[Collected data entries]

◆ ◆ ◆ ◆

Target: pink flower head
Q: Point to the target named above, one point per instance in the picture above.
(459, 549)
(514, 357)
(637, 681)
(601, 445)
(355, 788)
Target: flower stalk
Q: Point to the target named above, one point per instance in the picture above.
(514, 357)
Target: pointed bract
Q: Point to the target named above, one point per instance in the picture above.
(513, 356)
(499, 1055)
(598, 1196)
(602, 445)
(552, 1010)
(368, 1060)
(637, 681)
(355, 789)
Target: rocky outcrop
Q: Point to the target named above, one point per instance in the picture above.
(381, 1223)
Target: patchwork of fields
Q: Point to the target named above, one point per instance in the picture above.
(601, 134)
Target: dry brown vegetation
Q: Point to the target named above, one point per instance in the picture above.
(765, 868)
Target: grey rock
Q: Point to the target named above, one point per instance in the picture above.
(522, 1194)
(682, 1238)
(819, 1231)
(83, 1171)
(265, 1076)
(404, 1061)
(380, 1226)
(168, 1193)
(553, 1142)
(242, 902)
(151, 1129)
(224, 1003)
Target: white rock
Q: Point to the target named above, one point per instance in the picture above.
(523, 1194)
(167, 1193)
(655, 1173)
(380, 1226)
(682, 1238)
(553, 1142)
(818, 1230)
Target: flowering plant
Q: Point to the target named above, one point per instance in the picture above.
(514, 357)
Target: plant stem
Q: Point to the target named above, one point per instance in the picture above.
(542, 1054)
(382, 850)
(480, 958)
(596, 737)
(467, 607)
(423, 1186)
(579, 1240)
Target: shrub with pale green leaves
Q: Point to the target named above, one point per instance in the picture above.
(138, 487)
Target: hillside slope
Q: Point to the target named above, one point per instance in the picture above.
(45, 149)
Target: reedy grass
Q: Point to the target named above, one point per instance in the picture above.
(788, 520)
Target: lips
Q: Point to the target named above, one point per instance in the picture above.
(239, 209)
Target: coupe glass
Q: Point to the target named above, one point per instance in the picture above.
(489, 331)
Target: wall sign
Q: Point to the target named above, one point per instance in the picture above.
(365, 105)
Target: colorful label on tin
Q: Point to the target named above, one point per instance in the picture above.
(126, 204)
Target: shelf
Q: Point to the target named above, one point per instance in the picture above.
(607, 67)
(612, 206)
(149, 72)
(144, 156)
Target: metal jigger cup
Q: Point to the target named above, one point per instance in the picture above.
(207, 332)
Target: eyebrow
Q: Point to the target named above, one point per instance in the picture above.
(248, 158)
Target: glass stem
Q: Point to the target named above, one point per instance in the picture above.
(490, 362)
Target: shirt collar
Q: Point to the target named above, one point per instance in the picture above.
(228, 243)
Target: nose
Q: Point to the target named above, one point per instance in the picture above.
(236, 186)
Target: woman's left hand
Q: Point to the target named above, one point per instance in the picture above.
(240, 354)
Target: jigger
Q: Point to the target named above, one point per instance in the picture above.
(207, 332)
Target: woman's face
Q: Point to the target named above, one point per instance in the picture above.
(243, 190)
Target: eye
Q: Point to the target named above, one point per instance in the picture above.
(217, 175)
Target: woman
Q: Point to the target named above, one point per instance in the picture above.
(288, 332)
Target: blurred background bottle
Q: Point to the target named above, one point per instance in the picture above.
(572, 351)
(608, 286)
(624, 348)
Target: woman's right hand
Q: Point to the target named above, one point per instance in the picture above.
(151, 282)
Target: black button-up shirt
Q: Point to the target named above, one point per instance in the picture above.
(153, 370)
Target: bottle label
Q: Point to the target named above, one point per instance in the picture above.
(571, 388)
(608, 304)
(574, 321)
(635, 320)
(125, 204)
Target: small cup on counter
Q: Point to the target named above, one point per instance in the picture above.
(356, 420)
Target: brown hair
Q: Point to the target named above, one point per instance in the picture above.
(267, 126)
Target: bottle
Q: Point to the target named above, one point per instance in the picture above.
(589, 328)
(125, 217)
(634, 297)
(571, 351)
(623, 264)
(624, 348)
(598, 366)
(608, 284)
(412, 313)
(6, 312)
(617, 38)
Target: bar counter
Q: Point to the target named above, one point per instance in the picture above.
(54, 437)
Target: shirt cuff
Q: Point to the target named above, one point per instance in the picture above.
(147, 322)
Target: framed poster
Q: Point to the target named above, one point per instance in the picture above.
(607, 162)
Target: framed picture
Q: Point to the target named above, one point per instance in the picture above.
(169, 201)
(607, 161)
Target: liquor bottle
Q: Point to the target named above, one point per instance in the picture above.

◆ ◆ ◆ ◆

AIM OF THE TASK
The records above should be restated word for word, please.

TASK RESULT
Target: pink flower head
Q: Point to the target named above, one point per instance in the picture above.
(459, 549)
(514, 357)
(637, 681)
(601, 445)
(355, 788)
Target: flower stalk
Q: Point to the target named above, one point per instance in the picture above.
(514, 357)
Target: pointed bract
Q: Point to the target named above, one point per instance in the picture above.
(513, 356)
(499, 1055)
(598, 1196)
(602, 445)
(552, 1010)
(368, 1060)
(637, 681)
(355, 789)
Target: rocky outcrop
Q: Point to the target named above, one point per instance in the picture above.
(381, 1223)
Target: patchwork of fields
Q: Point to the target named above, one point per instance in the picture above.
(601, 134)
Target: dry brown vegetation
Q: Point to the target named above, one point per instance in the picture above.
(765, 868)
Target: grey rock
Q: Point to the target named above, one point per instance in the picture above.
(522, 1194)
(682, 1238)
(819, 1231)
(83, 1171)
(265, 1076)
(404, 1061)
(380, 1226)
(168, 1193)
(553, 1142)
(242, 902)
(151, 1129)
(224, 1003)
Target: white rock
Q: Point to the target named above, one point per instance in the picture above.
(523, 1194)
(167, 1193)
(655, 1173)
(380, 1226)
(682, 1238)
(553, 1142)
(818, 1230)
Target: flowering plant
Q: Point to the target named above, one point per instance in the picture above.
(514, 357)
Target: plant stem
Q: Point to the target named above, one point per instance in the picture above.
(542, 1054)
(382, 850)
(480, 958)
(596, 737)
(467, 607)
(423, 1186)
(579, 1240)
Target: shrub with pale green leaves
Q: Point to the target named above, one point per instance in the picture above.
(138, 487)
Target: hillside slope
Q: Point to the target named above, one point per instance in the picture above.
(45, 149)
Target: reedy grass
Q: Point to the target named above, one point per instance in the picture above.
(788, 520)
Target: lips
Q: Point to the target named above, one point per instance in the picture above.
(239, 209)
Target: coupe glass
Q: Point to the target named above, one point per instance in the picture above.
(489, 331)
Target: wall sign
Q: Point to the target named above, one point per instance in the picture above.
(365, 105)
Target: colorful label on tin
Q: Point to the target named above, one point per instance in the picture above.
(126, 204)
Target: shelf
Q: Point to the target named above, one point per instance in the picture above.
(607, 67)
(612, 206)
(149, 72)
(144, 156)
Target: metal jigger cup
Q: Point to the target named above, one point per instance in the picture above.
(207, 332)
Target: eyebrow
Q: Point to the target named above, one point per instance in the picture above.
(248, 158)
Target: glass stem
Q: Point to the target named above, one point per instance in the picture above.
(490, 362)
Target: shirt collar
Q: Point to the target named above, one point per instance in the picture above.
(228, 243)
Target: nose
Q: Point to the target named above, one point per instance in the picture above.
(236, 186)
Target: woman's left hand
Q: Point to the target named above, one point per instance in the picture above.
(240, 354)
Target: jigger
Q: Point to the target named above, one point per instance in the picture above.
(207, 332)
Target: woman's face
Q: Point to the target named above, one point per instance in the picture above.
(243, 190)
Target: eye
Q: Point to the target named above, one point per instance in the picture above.
(217, 175)
Target: woman
Q: Point to the target named above, one point per instance in the picture above.
(288, 332)
Target: blurred background bottle
Q: Point to the target named above, one point per instance in the picture above.
(572, 351)
(608, 286)
(624, 348)
Target: woman's right hand
Q: Point to the target named above, one point per instance in the picture above.
(151, 282)
Target: black button-up shirt
Q: Point to the target named above, one point per instance in the picture above.
(153, 370)
Target: bottle label
Q: Point to the target named above, one point per instance in the picture above.
(571, 388)
(608, 304)
(574, 321)
(635, 320)
(125, 204)
Target: small cup on counter
Q: Point to the target named above, one point per instance in the picture above.
(356, 420)
Target: brown hair
Q: Point to the target named above, one point per instance in the picture above.
(267, 126)
Target: bottle
Q: Point to the target named above, one point per instance in the picture above.
(589, 328)
(125, 217)
(634, 297)
(571, 351)
(623, 264)
(624, 348)
(598, 366)
(608, 284)
(412, 313)
(6, 312)
(617, 38)
Target: bar counter
Q: Point to the target named above, one point per instance in the picture above.
(54, 437)
Target: shirt cuff
Q: Point to the target named above, one point per instance in the picture above.
(147, 322)
Target: framed poster
Q: Point to the target named above, one point per instance in the picture above.
(607, 162)
Target: framed picture
Q: Point to the target named above, one point per instance in the picture above.
(169, 201)
(607, 161)
Target: liquor bottle
Q: Point to the target named above, one point per instance in the picture above.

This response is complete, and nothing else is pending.